══ Data records ══

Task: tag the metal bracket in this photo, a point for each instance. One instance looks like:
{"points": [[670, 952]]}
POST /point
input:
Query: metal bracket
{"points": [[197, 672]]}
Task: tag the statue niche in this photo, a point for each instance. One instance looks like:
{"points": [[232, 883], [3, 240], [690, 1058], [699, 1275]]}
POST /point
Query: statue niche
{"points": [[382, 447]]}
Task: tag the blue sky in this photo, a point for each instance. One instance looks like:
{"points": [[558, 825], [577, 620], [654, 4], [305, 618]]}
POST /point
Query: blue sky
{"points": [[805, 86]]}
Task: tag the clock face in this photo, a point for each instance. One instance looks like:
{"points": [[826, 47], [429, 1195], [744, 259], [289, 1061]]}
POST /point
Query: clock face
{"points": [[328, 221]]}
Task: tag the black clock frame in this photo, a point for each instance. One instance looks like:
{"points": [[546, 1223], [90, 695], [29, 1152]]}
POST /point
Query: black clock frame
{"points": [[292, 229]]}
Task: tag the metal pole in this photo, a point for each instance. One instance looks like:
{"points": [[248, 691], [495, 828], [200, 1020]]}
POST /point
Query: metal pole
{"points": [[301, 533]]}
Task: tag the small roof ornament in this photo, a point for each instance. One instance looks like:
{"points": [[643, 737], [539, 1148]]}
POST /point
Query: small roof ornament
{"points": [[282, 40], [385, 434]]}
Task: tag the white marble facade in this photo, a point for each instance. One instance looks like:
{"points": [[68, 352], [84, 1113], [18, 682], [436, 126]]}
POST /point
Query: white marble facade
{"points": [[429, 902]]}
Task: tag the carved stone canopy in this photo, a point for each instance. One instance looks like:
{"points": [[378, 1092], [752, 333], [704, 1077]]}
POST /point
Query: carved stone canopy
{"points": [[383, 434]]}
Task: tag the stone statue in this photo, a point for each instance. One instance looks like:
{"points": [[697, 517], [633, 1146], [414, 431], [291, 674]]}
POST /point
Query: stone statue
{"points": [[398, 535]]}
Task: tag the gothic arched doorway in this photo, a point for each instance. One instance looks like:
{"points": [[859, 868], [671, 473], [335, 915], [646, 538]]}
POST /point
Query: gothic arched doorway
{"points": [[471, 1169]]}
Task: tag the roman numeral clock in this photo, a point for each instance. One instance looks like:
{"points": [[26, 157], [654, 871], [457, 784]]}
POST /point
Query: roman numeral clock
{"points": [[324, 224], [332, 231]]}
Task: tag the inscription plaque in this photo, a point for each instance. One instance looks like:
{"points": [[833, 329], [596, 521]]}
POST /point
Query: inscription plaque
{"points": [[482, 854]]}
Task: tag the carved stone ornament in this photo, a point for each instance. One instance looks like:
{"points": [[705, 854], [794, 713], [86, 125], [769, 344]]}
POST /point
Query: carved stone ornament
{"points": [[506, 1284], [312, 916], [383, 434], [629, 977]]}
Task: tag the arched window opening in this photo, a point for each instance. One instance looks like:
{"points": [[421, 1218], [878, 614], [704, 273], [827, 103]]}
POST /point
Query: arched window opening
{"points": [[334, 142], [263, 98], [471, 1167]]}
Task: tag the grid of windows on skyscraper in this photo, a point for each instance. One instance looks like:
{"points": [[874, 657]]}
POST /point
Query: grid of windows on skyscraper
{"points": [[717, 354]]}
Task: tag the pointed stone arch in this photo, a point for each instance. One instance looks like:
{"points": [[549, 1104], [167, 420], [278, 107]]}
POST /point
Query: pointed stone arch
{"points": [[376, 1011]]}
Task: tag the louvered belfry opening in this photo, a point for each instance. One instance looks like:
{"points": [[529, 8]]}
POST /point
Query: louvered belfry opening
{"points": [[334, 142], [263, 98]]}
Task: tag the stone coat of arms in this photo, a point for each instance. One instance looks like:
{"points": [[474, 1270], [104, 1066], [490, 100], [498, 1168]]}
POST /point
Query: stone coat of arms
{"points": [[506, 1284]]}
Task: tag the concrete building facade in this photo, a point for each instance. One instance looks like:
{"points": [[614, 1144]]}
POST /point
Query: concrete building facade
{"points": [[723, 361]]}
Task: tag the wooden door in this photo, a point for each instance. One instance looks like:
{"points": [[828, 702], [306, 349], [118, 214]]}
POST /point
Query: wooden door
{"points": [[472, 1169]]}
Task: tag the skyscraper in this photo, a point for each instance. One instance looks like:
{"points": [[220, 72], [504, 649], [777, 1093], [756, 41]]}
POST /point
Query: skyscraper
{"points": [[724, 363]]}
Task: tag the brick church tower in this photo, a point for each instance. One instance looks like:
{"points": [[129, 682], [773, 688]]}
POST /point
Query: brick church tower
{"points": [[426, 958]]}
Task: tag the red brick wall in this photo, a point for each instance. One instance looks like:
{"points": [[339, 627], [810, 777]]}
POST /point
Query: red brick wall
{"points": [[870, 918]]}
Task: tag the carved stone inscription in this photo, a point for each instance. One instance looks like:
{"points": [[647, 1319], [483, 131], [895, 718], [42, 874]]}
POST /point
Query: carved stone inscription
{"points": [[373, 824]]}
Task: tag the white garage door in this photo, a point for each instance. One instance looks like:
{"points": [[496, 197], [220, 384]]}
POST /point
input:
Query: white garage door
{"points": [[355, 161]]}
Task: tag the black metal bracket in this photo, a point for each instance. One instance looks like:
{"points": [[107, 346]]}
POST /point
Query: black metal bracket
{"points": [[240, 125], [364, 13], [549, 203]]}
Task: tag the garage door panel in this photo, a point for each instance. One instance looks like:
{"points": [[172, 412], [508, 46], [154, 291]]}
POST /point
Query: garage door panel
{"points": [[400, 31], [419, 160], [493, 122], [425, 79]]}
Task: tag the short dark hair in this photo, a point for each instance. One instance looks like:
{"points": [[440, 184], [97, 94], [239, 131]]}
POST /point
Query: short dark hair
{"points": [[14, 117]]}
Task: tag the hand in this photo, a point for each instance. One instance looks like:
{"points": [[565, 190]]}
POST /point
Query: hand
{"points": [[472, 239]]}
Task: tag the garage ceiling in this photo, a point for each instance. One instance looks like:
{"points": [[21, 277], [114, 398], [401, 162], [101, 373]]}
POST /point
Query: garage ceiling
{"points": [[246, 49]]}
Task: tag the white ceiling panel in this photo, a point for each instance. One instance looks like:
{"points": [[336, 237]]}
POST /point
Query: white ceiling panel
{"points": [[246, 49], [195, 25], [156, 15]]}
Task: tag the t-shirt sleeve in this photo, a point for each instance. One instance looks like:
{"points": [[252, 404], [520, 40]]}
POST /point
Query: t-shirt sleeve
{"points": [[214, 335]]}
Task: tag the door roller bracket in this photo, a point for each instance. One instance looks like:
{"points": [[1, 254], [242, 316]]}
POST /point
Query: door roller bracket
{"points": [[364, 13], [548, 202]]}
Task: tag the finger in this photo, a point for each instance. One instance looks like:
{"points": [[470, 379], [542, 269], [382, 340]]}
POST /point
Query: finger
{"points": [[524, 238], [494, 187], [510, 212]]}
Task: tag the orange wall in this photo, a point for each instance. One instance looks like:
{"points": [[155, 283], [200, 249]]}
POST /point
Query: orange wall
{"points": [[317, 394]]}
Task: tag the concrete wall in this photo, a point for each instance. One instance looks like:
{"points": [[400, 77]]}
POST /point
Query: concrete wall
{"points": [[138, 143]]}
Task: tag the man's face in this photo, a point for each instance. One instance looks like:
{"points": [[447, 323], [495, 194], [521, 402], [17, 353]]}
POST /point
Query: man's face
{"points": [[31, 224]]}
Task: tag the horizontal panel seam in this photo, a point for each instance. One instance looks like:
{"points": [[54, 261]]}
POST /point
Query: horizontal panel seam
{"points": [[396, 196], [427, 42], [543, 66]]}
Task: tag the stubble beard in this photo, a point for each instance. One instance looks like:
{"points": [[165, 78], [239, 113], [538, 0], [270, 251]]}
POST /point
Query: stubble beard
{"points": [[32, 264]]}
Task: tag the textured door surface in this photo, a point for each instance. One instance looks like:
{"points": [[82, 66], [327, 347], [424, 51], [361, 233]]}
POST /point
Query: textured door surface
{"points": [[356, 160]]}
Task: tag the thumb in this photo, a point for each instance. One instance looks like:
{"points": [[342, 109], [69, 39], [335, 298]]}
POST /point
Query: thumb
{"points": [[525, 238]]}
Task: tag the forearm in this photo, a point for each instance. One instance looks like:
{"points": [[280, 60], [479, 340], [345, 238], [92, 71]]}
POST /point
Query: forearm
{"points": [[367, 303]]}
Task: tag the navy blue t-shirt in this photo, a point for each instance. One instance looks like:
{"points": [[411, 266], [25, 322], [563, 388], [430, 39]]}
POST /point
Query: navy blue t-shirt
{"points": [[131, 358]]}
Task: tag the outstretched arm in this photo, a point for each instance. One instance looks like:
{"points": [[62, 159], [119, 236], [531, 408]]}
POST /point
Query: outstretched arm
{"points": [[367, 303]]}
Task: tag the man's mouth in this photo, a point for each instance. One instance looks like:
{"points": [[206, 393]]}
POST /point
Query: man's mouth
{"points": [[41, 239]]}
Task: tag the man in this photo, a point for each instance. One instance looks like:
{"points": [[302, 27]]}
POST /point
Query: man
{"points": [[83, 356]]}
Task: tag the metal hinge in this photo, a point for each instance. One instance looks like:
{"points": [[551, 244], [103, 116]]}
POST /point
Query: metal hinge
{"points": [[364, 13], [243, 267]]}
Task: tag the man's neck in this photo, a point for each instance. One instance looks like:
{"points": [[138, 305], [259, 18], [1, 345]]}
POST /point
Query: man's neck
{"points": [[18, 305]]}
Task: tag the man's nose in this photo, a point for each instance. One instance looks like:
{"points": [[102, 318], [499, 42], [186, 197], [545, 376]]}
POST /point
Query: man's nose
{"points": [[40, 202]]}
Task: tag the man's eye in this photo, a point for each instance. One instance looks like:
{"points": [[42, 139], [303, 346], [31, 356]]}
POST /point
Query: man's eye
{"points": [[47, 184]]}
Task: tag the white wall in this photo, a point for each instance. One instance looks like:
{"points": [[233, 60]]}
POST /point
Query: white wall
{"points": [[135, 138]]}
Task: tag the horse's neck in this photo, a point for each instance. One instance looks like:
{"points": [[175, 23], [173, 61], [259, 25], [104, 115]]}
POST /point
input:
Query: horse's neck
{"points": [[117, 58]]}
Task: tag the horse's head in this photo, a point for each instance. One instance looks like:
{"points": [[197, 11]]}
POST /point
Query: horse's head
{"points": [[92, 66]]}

═══

What to produce ▸
From the beginning of the listing above down to the line with "Task: tag the black clock", every line should be restated exactly.

Answer to the problem ▸
Task: tag the metal bracket in this photo, a point for each instance. One instance looks like:
{"points": [[670, 952]]}
POST /point
input:
Query: metal bracket
{"points": [[197, 672]]}
Task: tag the statue niche in this photo, a point for each instance. One instance looks like:
{"points": [[232, 883], [3, 240], [690, 1058], [699, 1275]]}
POST /point
Query: statue niche
{"points": [[382, 447]]}
Task: tag the blue sky in this photo, a point for each instance. One instance looks like:
{"points": [[558, 825], [577, 620], [654, 4], [305, 618]]}
POST /point
Query: blue sky
{"points": [[805, 86]]}
Task: tag the clock face in this photo, a point for each instance. One instance looks like:
{"points": [[826, 47], [429, 1195], [744, 259], [289, 1061]]}
POST /point
Query: clock face
{"points": [[328, 221]]}
Task: tag the black clock frame in this photo, a point for each instance. One instance looks like:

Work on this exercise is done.